[Consigne de travail] Extrayez du listing ci-dessous toutes les lignes qui contiennent le mot "entrance".

[Données enregistrées]
──────────

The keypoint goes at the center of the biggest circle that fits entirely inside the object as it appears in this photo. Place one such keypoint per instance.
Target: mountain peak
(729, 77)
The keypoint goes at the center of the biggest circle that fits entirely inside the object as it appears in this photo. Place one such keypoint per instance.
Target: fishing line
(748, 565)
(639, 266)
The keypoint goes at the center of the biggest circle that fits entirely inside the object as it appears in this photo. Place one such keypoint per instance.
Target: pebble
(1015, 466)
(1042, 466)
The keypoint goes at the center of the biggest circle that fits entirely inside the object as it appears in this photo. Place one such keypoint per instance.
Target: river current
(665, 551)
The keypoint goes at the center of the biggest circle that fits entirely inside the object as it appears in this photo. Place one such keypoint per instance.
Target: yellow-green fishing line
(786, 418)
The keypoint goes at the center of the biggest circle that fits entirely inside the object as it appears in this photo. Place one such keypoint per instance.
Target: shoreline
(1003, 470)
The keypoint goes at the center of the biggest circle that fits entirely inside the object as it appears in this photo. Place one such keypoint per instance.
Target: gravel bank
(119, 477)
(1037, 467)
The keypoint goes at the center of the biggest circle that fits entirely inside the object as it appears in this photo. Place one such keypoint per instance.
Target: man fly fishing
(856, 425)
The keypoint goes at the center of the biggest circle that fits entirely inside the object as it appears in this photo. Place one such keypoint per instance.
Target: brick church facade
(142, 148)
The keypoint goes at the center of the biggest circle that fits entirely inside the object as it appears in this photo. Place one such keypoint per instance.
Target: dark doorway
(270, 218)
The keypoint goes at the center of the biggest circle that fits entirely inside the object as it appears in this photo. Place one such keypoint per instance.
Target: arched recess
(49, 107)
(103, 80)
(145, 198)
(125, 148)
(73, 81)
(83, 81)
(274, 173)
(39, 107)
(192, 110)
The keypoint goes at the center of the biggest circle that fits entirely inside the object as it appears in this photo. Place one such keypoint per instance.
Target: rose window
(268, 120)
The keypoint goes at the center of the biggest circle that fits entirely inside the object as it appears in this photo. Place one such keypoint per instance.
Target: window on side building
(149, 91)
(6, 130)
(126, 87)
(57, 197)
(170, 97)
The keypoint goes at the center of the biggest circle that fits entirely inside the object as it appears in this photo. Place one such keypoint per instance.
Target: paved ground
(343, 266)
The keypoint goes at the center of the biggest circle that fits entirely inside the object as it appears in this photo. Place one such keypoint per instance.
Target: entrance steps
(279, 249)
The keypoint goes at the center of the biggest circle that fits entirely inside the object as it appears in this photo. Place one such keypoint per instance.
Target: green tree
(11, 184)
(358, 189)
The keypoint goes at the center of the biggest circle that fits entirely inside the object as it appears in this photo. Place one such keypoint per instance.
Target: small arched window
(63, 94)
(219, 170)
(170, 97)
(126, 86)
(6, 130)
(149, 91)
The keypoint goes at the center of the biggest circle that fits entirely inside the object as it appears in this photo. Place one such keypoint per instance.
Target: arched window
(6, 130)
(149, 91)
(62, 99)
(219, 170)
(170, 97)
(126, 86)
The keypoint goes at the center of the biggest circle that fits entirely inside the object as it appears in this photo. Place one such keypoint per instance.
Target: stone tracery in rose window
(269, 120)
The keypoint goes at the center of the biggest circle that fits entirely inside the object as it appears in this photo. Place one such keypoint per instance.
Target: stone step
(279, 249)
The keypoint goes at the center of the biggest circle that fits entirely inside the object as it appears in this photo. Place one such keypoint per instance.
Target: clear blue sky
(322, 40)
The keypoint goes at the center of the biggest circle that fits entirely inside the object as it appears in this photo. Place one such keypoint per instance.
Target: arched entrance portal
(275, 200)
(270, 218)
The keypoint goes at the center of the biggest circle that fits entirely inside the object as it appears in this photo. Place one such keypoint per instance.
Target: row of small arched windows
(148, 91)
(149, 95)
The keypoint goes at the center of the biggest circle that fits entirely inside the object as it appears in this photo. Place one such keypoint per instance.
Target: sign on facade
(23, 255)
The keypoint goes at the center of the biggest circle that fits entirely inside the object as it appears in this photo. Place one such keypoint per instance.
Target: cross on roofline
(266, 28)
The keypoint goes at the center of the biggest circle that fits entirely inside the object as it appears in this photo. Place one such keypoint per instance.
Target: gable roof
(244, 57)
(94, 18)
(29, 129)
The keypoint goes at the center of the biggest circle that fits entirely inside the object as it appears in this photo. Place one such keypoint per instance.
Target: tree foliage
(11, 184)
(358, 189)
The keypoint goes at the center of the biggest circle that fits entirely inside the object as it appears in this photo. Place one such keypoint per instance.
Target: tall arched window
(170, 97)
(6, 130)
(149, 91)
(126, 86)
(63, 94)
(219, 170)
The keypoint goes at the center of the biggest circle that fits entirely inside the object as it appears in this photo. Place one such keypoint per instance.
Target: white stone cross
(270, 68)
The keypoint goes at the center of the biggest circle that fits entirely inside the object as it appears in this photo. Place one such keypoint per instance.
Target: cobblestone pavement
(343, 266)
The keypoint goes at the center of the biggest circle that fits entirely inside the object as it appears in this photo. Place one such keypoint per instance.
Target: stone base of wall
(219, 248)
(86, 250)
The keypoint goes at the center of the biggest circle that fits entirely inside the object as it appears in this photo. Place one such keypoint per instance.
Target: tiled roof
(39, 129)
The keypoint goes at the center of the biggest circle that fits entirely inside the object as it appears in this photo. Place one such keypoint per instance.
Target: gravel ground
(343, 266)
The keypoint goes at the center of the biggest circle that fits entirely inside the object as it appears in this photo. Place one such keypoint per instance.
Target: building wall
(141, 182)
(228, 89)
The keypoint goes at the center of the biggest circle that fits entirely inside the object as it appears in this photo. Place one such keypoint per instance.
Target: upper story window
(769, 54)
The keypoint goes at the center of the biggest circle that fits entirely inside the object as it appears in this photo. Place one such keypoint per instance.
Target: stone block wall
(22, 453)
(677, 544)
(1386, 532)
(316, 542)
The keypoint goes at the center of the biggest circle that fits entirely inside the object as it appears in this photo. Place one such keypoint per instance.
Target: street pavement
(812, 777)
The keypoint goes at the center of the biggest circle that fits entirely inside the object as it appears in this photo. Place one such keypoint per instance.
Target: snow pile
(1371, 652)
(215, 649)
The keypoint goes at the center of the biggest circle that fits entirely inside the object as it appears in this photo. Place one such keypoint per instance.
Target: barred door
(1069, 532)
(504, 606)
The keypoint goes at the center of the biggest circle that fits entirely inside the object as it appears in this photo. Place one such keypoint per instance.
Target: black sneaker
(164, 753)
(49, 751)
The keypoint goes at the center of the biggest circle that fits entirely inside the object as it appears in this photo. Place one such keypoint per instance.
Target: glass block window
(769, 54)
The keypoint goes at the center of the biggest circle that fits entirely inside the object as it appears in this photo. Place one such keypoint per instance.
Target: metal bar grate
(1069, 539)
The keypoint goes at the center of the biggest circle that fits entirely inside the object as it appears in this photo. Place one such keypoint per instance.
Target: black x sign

──────────

[Solution rédigée]
Target: entrance steps
Target: arched entrance portal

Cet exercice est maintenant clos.